## [Zu bearbeitende Aufgaben]
A – Wie oft verdoppelt sich nach der im Text über Tierbisse genannten Faustformel die Zahl der Bakterien?
B – Gib den Abschnitt des Textes über Tierbisse von „Wer nicht schnell“ bis „Verläufe zu verhindern.“ wortgetreu aus.
C – Führe den Text über Tierbisse im Anschluss an seinen letzten Satz weiter.

## [Textauszug]
========

Die Folge dessen: Auch wenn die Wunde nicht besonders schlimm aussieht, wird die Hand oder das Handgelenk rot und schwillt an. Ärzte sind in einer solchen Situation alarmiert: Schmerz, Schwellung und Rötung sowie Fieber oder eine Bewegungseinschränkung sind für sie Alarmsignale, die auf eine Infektion der Bisswunde hinweisen und sofortiges Handeln erforderlich machen.

Durch spitze Katzenzähne entstehen zwar meist kleine Bisswunden, die nur punktuell bluten und sich schnell schließen. Doch befördern die Tiere mit ihren nadelspitz zulaufenden Zähnen oft einen gefährlichen Bakteriencocktail ins Gewebe. "Wenn Bakterien eine gute Grundlage finden, vermehren sie sich explosionsartig. Laut einer Faustformel verdoppelt sich ihre Zahl alle 20 Minuten", erklärt Dr. Hans-Josef Römgens, Unfallchirurg an den Maria-Hilf-Kliniken in Mönchengladbach. Hundebisse ziehen zwar etwas seltener Infektionen nach sich. Dafür verursachen Hunde beim Zubeißen meist größere Wunden.

Wer nicht schnell reagiert und den Arzt aufsucht, der riskiert schwere Krankheitsverläufe und erhebliche Folgeschäden. "Dazu zählen Funktionsstörungen der Hände oder einzelner Gelenke durch tief gehende Infektionen oder verletzte Sehnen und Bänder", erklärt der Unfallmediziner. Denn im Bereich der Hand und des Handgelenks liegen sie relativ nah unter der Haut. "Im schlimmsten Fall kann ein lächerlicher Biss in den Finger zur Blutvergiftung führen. Die Infektion breitet sich dann über das Gewebe bis in die Lymphbahnen aus", sagt der Mediziner, der solche Fälle aus seiner täglichen Praxis kennt. In der Ambulanz der Maria-Hilf-Kliniken behandelt er in der Mönchengladbacher Ambulanz Bisswunden, um solche Verläufe zu verhindern.

"Viele Menschen, die nur sicherheitshalber nach einem Tierbiss in die Ambulanz kommen, sind erstaunt, wenn ich ihnen mitteile, dass sie operiert werden müssen", sagt der Unfallchirurg. Denn wie groß das Ausmaß der Verletzung sei, ließe sich nicht immer von außen erkennen. Es ist unter anderem abhängig von Tier und Bisstiefe, ebenso aber auch von der Bakterienflora im Tiermaul. "Hundebisse sind meist oberflächlicher, aber meist auch großflächiger", sagt Astrid Behr vom Berufsverband Praktizierender Tierärzte. "Katzenbisse hingegen sind hinsichtlich der Bisstiefe problematisch. Dadurch sind oft Sehnen betroffen", sagt die Tierärztin.

========

## [Datenteil]
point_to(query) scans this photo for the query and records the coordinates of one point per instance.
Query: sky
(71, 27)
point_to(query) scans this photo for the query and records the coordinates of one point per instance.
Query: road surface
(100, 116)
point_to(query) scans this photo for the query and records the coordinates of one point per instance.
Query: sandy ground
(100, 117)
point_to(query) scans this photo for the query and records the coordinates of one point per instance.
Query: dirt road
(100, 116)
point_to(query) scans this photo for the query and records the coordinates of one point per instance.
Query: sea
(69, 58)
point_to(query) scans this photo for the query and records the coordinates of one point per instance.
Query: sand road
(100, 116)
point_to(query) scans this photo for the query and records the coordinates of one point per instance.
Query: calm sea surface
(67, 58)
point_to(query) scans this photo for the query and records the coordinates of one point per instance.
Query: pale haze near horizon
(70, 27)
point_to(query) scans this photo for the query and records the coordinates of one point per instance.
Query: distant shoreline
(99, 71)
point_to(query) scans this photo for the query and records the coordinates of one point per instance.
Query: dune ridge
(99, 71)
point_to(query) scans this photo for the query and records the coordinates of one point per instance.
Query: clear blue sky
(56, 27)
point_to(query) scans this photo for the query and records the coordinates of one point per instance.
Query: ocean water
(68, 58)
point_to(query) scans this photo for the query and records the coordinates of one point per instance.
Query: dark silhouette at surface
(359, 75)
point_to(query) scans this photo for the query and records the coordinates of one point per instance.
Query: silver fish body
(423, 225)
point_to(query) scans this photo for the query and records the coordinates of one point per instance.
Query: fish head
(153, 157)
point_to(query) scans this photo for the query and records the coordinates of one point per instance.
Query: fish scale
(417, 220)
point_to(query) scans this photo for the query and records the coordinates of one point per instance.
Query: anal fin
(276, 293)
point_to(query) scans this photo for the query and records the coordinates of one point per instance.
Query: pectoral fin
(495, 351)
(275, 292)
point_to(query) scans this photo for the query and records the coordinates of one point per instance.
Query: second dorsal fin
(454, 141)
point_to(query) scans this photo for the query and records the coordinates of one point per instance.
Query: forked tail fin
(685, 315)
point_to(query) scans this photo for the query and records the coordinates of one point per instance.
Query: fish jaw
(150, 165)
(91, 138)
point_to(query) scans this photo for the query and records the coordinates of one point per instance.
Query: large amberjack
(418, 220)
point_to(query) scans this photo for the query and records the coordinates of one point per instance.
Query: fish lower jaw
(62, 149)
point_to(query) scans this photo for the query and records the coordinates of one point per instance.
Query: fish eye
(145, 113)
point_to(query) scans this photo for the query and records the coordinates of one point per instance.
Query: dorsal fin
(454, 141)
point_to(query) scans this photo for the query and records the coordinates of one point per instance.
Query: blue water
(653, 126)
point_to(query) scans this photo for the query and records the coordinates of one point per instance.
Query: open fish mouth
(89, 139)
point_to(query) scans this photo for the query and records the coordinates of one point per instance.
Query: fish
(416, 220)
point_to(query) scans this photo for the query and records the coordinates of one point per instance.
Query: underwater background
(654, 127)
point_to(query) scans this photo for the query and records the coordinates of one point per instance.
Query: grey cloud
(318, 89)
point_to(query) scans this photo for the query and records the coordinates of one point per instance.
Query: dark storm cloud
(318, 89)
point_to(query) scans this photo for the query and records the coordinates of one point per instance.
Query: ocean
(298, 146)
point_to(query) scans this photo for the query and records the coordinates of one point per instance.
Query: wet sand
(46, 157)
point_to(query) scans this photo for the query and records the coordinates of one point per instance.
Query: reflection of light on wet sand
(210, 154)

========

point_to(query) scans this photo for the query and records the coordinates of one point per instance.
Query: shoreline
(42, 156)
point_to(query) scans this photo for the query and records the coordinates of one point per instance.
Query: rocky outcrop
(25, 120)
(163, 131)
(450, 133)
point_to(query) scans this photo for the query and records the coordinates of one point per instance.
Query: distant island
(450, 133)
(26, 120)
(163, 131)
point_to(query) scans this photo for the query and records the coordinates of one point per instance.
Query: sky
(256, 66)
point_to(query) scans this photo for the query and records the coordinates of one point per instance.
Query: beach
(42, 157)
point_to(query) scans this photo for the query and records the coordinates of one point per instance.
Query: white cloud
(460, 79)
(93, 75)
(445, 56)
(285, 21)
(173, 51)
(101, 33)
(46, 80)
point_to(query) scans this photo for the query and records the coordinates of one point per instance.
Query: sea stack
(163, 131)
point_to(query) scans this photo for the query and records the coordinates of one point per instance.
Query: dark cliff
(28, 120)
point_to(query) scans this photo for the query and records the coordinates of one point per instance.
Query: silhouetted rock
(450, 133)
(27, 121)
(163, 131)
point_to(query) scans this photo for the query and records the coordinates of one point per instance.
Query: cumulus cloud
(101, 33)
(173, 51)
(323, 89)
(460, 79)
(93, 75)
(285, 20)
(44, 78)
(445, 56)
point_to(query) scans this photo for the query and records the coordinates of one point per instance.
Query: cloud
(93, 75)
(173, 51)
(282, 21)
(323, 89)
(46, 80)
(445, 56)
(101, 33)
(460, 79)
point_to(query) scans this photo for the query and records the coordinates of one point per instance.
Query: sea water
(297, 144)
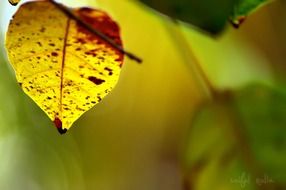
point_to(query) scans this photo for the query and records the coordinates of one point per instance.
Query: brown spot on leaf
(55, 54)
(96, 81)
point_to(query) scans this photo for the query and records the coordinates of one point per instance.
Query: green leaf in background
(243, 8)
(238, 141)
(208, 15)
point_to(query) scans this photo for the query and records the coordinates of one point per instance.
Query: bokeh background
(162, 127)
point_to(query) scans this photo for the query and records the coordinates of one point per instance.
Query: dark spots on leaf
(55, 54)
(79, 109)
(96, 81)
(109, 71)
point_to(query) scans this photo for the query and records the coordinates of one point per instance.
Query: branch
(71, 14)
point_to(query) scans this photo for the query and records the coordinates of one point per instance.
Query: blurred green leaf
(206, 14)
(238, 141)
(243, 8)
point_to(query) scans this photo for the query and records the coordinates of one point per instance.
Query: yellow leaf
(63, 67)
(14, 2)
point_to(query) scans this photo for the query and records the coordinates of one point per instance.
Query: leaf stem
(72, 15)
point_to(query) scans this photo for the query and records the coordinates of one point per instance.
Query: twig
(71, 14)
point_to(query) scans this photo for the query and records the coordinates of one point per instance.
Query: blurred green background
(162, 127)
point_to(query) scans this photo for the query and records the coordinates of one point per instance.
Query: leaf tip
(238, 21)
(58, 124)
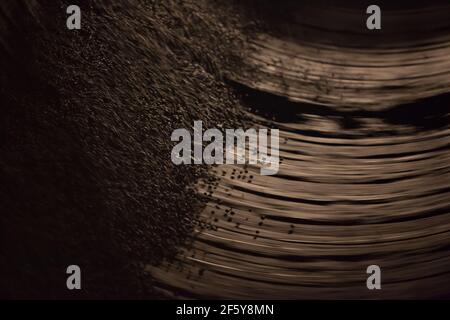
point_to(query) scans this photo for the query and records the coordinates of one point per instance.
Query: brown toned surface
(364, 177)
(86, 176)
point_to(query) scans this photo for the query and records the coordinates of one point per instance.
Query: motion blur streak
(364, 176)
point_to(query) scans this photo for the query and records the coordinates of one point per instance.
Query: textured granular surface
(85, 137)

========

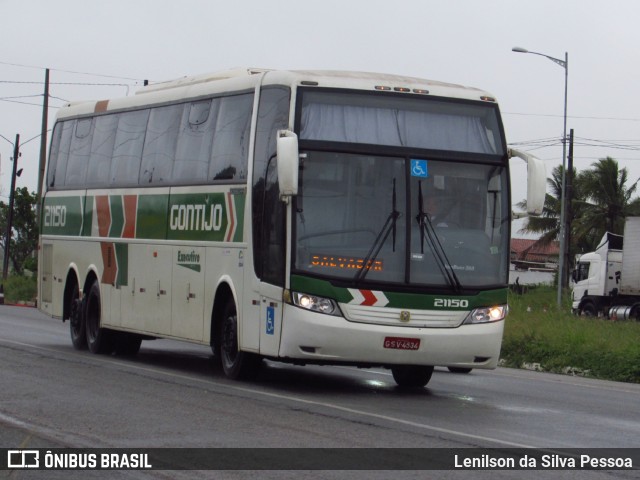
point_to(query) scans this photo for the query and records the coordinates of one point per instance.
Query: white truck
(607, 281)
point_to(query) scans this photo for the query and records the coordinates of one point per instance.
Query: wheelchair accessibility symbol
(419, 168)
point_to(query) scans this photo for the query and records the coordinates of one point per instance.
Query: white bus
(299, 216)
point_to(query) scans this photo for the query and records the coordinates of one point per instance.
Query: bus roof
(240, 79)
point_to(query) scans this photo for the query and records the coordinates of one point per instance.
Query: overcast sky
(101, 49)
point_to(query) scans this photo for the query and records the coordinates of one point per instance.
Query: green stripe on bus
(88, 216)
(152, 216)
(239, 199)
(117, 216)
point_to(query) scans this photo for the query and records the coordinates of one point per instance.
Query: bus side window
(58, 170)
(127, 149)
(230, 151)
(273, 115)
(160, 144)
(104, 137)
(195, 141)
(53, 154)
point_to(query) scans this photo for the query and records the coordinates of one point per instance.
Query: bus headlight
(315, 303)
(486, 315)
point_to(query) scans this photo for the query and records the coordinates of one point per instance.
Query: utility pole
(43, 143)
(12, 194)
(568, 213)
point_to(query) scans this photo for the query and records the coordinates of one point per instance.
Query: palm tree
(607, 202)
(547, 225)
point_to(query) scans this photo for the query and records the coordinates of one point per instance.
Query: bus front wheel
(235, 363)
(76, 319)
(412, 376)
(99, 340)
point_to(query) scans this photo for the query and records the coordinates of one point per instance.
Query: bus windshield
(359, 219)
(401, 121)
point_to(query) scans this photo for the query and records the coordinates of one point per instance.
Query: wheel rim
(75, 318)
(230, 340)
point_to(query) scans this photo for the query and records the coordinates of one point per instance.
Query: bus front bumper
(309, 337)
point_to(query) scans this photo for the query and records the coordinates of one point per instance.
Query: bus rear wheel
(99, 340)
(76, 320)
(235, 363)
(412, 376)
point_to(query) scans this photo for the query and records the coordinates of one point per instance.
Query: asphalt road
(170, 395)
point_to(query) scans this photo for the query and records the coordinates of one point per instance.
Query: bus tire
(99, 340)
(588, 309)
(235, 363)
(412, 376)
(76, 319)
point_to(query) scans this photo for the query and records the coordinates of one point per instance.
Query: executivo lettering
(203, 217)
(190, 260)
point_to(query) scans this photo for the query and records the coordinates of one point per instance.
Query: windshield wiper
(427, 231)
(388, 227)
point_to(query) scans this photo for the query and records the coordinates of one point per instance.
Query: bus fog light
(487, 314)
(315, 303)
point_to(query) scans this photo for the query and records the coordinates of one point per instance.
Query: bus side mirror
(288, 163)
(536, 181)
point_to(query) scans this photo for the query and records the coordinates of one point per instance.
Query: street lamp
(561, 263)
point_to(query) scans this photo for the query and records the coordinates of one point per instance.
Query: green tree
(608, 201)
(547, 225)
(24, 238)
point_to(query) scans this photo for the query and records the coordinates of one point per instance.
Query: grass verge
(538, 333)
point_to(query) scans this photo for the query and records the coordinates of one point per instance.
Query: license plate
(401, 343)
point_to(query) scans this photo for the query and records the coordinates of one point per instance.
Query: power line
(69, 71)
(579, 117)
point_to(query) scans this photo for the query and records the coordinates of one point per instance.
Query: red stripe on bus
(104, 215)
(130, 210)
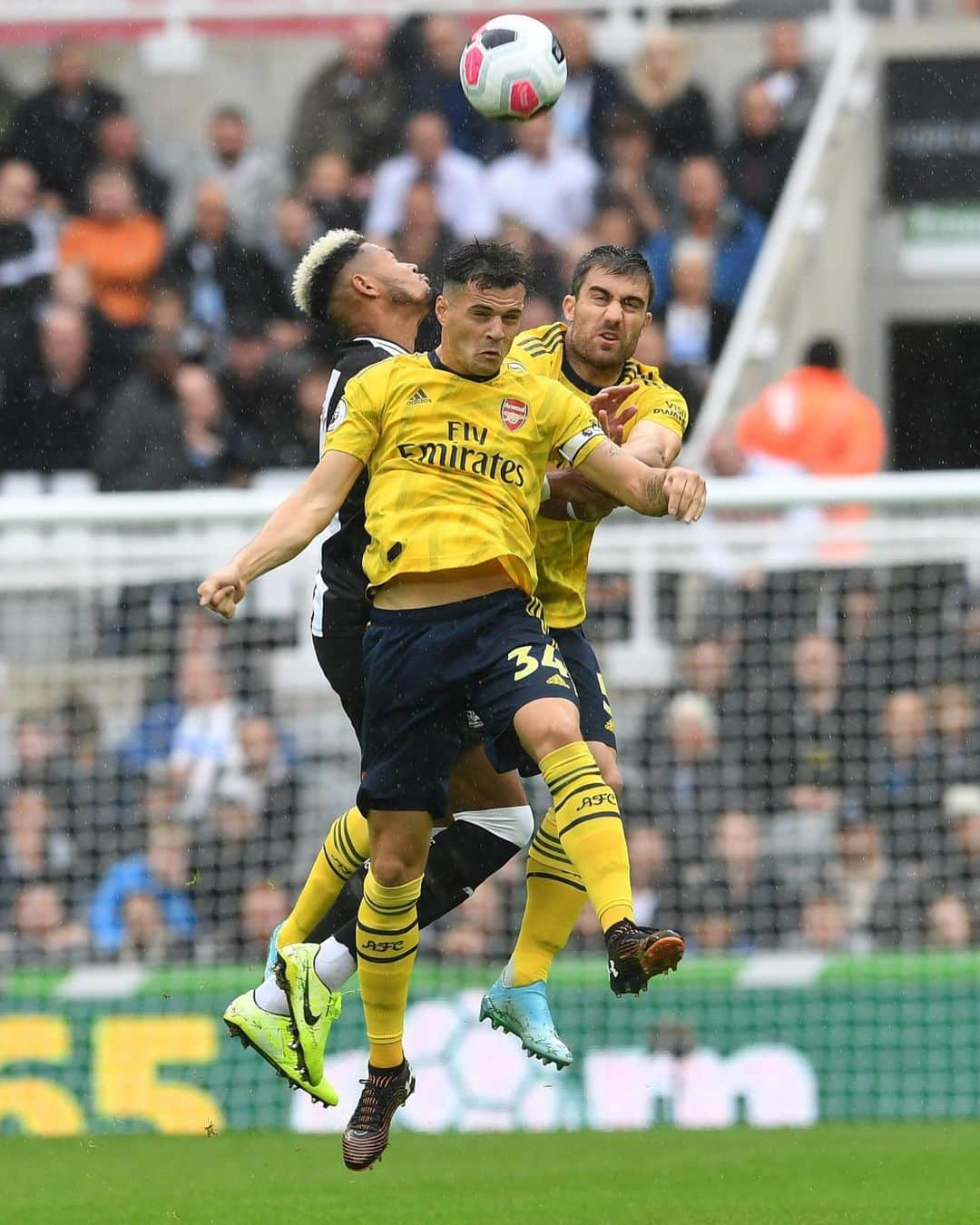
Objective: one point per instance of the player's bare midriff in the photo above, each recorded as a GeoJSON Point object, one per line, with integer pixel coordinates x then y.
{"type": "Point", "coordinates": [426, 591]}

========

## [Lösungen in Reihenfolge]
A – Alle 20 Minuten.

B –
Wer nicht schnell reagiert und den Arzt aufsucht, der riskiert schwere Krankheitsverläufe und erhebliche Folgeschäden. "Dazu zählen Funktionsstörungen der Hände oder einzelner Gelenke durch tief gehende Infektionen oder verletzte Sehnen und Bänder", erklärt der Unfallmediziner. Denn im Bereich der Hand und des Handgelenks liegen sie relativ nah unter der Haut. "Im schlimmsten Fall kann ein lächerlicher Biss in den Finger zur Blutvergiftung führen. Die Infektion breitet sich dann über das Gewebe bis in die Lymphbahnen aus", sagt der Mediziner, der solche Fälle aus seiner täglichen Praxis kennt. In der Ambulanz der Maria-Hilf-Kliniken behandelt er in der Mönchengladbacher Ambulanz Bisswunden, um solche Verläufe zu verhindern.

C –
"In der Mundhöhle eines Tieres leben Millionen von Bakterien", die laut Behr in der Wunde zur Gefahr werden können. Als besonders problematisch gelten Tiergebisse, die viel Zahnstein aufweisen. "Sie bringen noch mehr Bakterien in die Bisswunde", sagt die Tierärztin. Neben Streptokokken sind unter vielen anderen Staphylokokken, Meningokokken oder Mischinfektionen als Infektionsauslöser bekannt. Der gefährlichste im Maul von Hunden und Katzen ist der Capnoycytophaga canimorsus. Dieses Bakterium wird vom menschlichen Immunsystem nicht erkannt und kann sich darum ungehindert im Körper ausbreiten und zu einer Blutvergiftung oder Hirnhautentzündung führen. Lebensgefährliche Infektionen durch Tollwuterreger sind hierzulande hingegen ebenso selten wie solche durch Tetanusbakterien. Gegen Wundstarrkrampf, den sie auslösen, sollte man sich grundsätzlich impfen lassen und diese Immunisierung alle zehn Jahre auffrischen lassen.

Um schweren Verläufen vorzubeugen, waschen die Ärzte selbst noch so kleine Wunden gründlich mit einer sterilen Lösung aus und behandeln sie dann mit Antibiotika. Außerdem kann es nötig werden, die Wundränder zu umschneiden und infiziertes oder verletztes Gewebe zu entfernen.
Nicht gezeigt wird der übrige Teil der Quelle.